Work request
In the data below, repeat the line containing "Place one keypoint on each instance of the tent" and every following line exactly, up to and including the last line. Exclude pictures.

Records from a collection

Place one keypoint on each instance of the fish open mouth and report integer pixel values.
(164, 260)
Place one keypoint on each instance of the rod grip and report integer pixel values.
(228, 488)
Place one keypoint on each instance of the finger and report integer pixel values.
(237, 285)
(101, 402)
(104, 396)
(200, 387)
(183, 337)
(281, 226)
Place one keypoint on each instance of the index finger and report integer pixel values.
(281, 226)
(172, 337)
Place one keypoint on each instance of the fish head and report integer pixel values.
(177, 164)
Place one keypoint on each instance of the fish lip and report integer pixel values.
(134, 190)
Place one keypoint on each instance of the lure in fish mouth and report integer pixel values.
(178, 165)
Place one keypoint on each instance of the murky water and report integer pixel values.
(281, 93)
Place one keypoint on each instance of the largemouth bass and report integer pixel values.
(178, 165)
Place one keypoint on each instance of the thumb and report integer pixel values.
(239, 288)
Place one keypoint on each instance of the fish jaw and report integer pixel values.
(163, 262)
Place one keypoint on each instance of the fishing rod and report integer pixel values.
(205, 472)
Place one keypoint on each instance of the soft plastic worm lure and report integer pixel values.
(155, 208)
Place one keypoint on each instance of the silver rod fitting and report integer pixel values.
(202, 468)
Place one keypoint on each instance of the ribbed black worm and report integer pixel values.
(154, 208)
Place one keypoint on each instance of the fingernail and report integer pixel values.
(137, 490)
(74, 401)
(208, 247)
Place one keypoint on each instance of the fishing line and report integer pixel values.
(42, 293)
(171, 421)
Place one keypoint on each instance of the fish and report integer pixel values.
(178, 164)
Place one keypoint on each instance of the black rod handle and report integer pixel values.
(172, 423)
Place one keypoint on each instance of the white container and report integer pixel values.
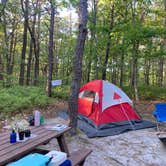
(58, 157)
(37, 118)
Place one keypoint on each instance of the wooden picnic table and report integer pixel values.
(10, 152)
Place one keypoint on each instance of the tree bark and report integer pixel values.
(23, 54)
(108, 44)
(37, 51)
(50, 51)
(1, 68)
(77, 66)
(147, 71)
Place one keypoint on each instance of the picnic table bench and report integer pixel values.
(11, 152)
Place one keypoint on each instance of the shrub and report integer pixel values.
(21, 97)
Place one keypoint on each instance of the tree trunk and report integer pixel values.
(147, 71)
(77, 66)
(1, 68)
(108, 44)
(135, 68)
(93, 44)
(23, 54)
(29, 63)
(50, 51)
(36, 71)
(160, 71)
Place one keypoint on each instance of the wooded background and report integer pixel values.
(125, 43)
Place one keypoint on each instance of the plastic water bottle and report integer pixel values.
(37, 118)
(13, 137)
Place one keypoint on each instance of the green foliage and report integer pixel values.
(147, 92)
(19, 98)
(61, 92)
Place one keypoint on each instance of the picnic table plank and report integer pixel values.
(15, 151)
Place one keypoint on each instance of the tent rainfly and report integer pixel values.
(104, 109)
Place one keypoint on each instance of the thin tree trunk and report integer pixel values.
(108, 44)
(1, 68)
(160, 71)
(135, 68)
(147, 71)
(51, 48)
(77, 66)
(36, 71)
(93, 44)
(23, 54)
(29, 63)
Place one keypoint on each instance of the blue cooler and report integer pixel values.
(34, 159)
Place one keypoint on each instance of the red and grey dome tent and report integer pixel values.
(104, 109)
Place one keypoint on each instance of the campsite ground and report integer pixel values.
(140, 147)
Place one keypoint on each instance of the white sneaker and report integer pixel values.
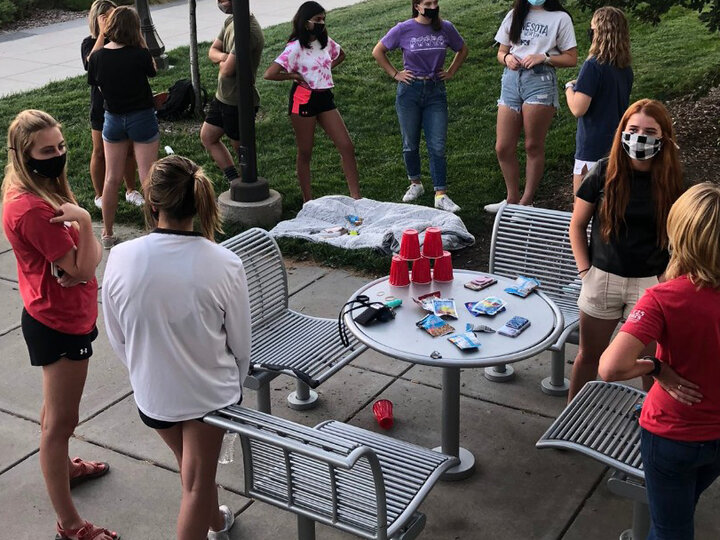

Task result
Place one keypoint on each instance of the tent rainfly and report integer pixel values.
(104, 109)
Place one keypoint on each instance of the thin tree trunk and report integer pixel values.
(108, 44)
(1, 68)
(160, 71)
(135, 68)
(147, 71)
(51, 48)
(77, 66)
(36, 71)
(93, 44)
(23, 54)
(29, 63)
Place one keypoint on each instance of the blue cooler and report integer pixel values.
(34, 159)
Place one keypoint on each instance of the red and grey dome tent and report integer pixel values.
(104, 109)
Place one keypoint on each instance of the campsite ground and report integer pixel values.
(140, 147)
Place one keypoint on each instance of the white sneaker and report integer pixel values.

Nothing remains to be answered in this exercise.